Dat bijzondere squashpartijtje vond in het begin van de jaren ’90 plaats. Het was sowieso een memorabele vakantie. Ik herinner mij een gesprek met de eigenaar van een toeristische tassenwinkel over de politieke toestand in het Egypte. Hij vertelde openhartig dat Egypte een mooi land was, maar dat het systeem niet deugde. Ik bofte maar dat ik in een land leefde waar sprake was van echte democratie. Hij leerde mij terloops een paar handige zinnetjes in het Arabisch. “Ik ben geen Egyptenaar” en “Ik spreek geen Arabisch”. Met mijn Portugees-Indische uiterlijk waren dat praktische teksten om verwarring te voorkomen bij de Egyptenaren, die mij al snel voor één van hen aanzagen.

AANGELEVERDE GEGEVENS.
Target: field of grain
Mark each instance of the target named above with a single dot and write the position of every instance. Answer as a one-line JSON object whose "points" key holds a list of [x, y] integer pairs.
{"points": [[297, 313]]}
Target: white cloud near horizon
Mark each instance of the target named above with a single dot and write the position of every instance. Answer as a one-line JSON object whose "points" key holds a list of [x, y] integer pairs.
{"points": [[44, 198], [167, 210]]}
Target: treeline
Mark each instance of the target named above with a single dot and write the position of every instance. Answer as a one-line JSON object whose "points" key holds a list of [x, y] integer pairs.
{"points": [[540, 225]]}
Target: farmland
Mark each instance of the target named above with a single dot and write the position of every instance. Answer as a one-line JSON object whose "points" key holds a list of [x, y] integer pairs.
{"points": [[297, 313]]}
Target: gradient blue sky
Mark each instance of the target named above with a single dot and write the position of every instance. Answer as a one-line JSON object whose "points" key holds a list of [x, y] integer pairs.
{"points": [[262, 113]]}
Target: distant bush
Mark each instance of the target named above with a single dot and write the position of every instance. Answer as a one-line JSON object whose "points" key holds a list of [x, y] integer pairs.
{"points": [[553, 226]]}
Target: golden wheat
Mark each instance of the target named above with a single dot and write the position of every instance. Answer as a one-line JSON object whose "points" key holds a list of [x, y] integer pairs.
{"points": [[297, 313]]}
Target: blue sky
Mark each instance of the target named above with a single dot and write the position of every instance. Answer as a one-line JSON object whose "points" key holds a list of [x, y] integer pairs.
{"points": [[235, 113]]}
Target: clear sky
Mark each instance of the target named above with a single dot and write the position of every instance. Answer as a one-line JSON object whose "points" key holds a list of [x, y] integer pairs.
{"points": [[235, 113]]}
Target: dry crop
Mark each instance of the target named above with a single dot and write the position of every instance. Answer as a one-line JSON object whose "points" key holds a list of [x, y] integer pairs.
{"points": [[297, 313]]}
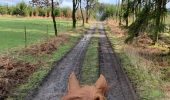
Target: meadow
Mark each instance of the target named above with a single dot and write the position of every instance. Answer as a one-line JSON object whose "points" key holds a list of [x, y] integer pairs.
{"points": [[12, 30]]}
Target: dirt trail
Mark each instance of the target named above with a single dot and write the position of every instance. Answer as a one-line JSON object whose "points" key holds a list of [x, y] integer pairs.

REEKS OPDRACHTEN.
#1 Kopieer uit het fragment over de vakantie in Egypte letterlijk het stuk tussen "Dat bijzondere squashpartijtje" en "van hen aanzagen.", beide inbegrepen.
#2 Zet het fragment over de vakantie in Egypte voort na de laatste zin.

ANTWOORDEN.
#1
Dat bijzondere squashpartijtje vond in het begin van de jaren ’90 plaats. Het was sowieso een memorabele vakantie. Ik herinner mij een gesprek met de eigenaar van een toeristische tassenwinkel over de politieke toestand in het Egypte. Hij vertelde openhartig dat Egypte een mooi land was, maar dat het systeem niet deugde. Ik bofte maar dat ik in een land leefde waar sprake was van echte democratie. Hij leerde mij terloops een paar handige zinnetjes in het Arabisch. “Ik ben geen Egyptenaar” en “Ik spreek geen Arabisch”. Met mijn Portugees-Indische uiterlijk waren dat praktische teksten om verwarring te voorkomen bij de Egyptenaren, die mij al snel voor één van hen aanzagen.

#2
revolutionair
Bij het zien van de beelden van de revoluties in Egypte, Libië, Tunesië en andere Afrikaanse/ Arabische landen, stokt mijn adem af en toe in de keel. De moed waarmee het volk de straat op durft te gaan, is bewonderenswaardig en de strijd die ze leveren is dat ook. Een oneerlijke strijd, zo kunnen wij in het veilige Europa constateren. Zoals een bekende Egyptisch-Nederlandse schrijver het beschreef: “het is een strijd van mannen op kamelen tegen Facebook”. De jonge generatie pikt het niet langer dat ze niet in vrijheid kan leven. Nieuwe media dragen bij aan het organiserende vermogen van de bevolking en dat versnelt de opstand en de verandering. Mensen willen hun leiders kiezen en ze beoordelen op hun prestaties.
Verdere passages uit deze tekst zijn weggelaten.